▶ Brief
In the news brief about Sen. Mike DeWine's fundraisers, how much does it cost to take a photo with President Bush at the June 30 dinner reception?

▶ Provided text

DeWine gets Bush, Giuliani, McCain aid

Sen. Mike DeWine’s re-election campaign is getting some more help from President Bush, who already headlined a fundraiser for the Cedarville Republican at an Indian Hill home Feb. 23.

This time, the president will hold court at a private home in Powell, Ohio. The June 30 dinner reception costs $2,100 to attend and $10,000 to take a photo with Bush.

Soon thereafter, DeWine will host former New York Mayor Rudy Giuliani at a fundraiser in Cleveland. The July 10 event costs $1,000 to attend and $1,500 for a photo with the courageous former mayor and possible 2008 presidential candidate.

DeWine already hosted Sen. John McCain, R-Ariz., another possible 2008 presidential candidate, at a June 11 fundraiser that cost between $1,000 and $2,100 to attend.

DeWine spokesman Brian Seitchik declined to say how much money was raised at the McCain event.

DeWine faces Democratic Rep. Sherrod Brown of northern Ohio in the November election.


12 Comments:

at 5:38 PM, June 24, 2006 Anonymous Anonymous said...

From Malia Rulon's dispatch:
"This time, the president will hold court at a private home in ....etc"

Very well said. George the Second's visits are very much like "holding court," aren't they?

I hope the Enquirer is somehow able to get one of the courtiers attending to report on events for the rest of us.

How is it that in the last 230 years we've managed to regress from overthrowing the rule of George III only to wind up with George II?

 
at 9:02 PM, June 24, 2006 Anonymous Anonymous said...

..."Guiliani...courageous former mayor"?
How about " philandering former mayor" or "Pro-choice/pro-abortion former mayor"?

 
at 9:41 AM, June 25, 2006 Anonymous Anonymous said...

"These will be private events. The campaign won't be trotting any of these people in front of the public."

 
at 5:14 PM, June 25, 2006 Anonymous Anonymous said...

So where is the snappy little comment about Bush's visit being private? I'm sure that Ohio is split on its opinion of Hillary Clinton, but I have a feeling that Bush is probably polling a little bit worse than she is right now. Why doesn't DeWine take Bush out in public with him?

 
at 9:17 PM, June 25, 2006 Anonymous Anonymous said...

This just published on Saturday, June 24, 2006 by the Los Angeles Times

"Big Brother" Bush and Connecting the Data Dots


The Total Information Awareness program was killed in 2003, but its spawn present bigger threats to privacy.

by Jonathan Turley

The Disclosure this week of a secret databank operation tracking international financial transactions has caused renewed concerns about civil liberties in the United States. But this program is just the latest in a series of secret surveillance programs, databanks and domestic operations justified as part of the war on terror.

Disclosed individually over the course of the last year, they have become almost routine. Yet, when considered collectively, they present a far more troubling picture, and one that should be vaguely familiar.

Civil liberty-minded citizens may recall the president's plan to create the Total Information Awareness program, a massive databank with the ability to follow citizens in real time by their check-card purchases, bank transactions, medical bills and other electronic means. The Defense Advanced Research Projects Agency, or DARPA, was assigned this task, but after its work was made public, Congress put a stop to it in September 2003 as a danger to privacy and civil liberties.

However, when Congress disbanded the Total Information Awareness program, it did not prohibit further research on such databanks, or even the use of individual databanks.

▶ Entries shown
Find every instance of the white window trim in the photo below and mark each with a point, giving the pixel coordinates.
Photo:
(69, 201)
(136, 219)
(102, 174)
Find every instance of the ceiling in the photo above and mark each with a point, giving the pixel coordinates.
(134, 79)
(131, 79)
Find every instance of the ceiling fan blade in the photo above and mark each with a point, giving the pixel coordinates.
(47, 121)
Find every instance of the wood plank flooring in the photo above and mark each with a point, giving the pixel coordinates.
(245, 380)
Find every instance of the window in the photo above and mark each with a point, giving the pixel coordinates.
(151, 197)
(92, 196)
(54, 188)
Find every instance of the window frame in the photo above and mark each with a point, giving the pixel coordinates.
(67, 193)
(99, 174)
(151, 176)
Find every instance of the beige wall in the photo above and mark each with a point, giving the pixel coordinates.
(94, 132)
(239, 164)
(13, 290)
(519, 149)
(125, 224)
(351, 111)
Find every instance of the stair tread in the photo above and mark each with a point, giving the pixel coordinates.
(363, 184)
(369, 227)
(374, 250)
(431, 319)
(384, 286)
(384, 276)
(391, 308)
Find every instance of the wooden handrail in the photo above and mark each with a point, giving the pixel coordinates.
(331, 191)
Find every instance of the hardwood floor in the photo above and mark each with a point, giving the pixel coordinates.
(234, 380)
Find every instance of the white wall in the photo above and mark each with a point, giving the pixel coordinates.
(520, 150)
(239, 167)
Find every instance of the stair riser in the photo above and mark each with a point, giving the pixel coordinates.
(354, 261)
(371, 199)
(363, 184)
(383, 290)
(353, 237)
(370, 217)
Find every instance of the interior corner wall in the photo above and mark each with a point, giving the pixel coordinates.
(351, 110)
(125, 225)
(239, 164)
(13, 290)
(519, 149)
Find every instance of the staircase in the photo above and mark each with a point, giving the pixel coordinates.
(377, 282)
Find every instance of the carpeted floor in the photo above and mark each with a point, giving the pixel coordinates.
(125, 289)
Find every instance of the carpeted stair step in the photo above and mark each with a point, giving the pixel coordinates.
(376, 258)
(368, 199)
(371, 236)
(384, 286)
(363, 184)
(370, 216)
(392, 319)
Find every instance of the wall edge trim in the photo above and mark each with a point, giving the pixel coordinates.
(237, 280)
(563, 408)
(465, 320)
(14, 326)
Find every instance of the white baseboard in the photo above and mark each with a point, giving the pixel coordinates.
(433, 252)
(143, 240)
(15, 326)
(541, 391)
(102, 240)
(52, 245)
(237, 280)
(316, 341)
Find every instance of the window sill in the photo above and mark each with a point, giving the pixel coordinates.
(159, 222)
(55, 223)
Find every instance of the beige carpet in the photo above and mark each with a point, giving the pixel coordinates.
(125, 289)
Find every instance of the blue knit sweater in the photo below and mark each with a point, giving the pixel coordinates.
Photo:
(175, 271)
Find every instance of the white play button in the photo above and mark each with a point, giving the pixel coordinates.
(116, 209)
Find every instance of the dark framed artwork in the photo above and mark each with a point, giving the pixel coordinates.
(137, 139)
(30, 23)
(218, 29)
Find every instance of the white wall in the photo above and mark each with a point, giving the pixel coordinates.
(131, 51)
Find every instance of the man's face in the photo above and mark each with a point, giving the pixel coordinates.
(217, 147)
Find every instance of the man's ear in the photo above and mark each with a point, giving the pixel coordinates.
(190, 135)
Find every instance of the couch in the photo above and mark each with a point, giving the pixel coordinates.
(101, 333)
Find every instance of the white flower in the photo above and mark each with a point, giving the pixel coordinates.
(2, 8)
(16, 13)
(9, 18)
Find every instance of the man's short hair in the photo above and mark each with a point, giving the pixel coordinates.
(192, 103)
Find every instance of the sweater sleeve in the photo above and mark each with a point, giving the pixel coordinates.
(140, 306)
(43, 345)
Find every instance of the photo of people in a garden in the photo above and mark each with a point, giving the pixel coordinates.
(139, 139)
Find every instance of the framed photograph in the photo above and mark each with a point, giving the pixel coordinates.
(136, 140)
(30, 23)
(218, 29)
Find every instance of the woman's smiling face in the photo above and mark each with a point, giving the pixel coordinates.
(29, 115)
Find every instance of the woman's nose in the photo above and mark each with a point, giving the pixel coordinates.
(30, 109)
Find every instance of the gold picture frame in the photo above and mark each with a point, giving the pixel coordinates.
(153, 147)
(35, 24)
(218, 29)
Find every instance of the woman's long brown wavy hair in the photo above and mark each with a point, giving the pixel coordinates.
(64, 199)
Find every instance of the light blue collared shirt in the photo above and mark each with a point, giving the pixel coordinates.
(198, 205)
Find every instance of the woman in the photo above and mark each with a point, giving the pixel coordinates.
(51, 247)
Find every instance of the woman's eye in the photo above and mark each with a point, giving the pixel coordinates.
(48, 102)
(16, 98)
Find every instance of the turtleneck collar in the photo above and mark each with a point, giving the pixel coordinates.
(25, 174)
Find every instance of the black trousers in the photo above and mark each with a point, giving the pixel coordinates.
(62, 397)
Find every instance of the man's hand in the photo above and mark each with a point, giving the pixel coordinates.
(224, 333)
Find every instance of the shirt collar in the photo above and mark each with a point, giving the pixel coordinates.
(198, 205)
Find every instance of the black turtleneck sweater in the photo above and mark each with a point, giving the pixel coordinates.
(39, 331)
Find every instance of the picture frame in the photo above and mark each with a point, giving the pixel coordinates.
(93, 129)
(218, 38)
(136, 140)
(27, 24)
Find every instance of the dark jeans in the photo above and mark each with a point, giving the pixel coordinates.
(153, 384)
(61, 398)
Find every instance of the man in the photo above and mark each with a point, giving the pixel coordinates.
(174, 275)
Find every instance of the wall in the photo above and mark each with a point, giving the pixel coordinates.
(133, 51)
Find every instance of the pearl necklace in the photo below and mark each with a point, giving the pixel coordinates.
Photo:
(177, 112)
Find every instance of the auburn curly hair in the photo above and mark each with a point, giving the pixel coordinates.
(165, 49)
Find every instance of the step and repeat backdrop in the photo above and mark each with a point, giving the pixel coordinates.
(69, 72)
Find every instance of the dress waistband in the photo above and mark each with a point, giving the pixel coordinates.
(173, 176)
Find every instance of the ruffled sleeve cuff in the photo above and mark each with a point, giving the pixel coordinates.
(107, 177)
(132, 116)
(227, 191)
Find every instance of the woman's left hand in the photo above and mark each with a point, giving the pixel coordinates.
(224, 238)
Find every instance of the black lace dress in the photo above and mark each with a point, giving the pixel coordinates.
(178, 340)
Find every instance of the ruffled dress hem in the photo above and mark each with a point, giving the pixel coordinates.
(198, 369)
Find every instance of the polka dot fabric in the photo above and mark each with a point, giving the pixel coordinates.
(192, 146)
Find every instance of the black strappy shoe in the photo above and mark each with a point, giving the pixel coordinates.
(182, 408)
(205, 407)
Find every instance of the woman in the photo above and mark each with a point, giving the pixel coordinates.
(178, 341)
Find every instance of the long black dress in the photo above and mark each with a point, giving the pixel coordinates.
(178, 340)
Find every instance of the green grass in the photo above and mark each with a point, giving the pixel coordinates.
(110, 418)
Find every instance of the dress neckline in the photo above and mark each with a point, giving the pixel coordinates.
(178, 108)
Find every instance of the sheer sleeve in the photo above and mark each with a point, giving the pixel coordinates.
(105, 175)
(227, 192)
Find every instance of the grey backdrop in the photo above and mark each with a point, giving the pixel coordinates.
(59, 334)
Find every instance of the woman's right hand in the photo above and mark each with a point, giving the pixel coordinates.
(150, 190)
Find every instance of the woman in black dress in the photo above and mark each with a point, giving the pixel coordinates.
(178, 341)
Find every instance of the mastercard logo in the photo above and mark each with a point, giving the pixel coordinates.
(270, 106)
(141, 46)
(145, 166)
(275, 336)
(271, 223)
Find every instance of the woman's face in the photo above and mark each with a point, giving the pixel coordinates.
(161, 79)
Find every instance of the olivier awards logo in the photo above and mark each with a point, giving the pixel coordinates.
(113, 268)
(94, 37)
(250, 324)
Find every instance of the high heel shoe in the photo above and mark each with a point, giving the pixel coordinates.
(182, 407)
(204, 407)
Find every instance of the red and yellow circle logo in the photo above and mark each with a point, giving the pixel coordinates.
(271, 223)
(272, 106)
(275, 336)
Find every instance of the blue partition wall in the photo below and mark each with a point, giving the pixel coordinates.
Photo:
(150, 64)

▶ Output for this exercise
$10,000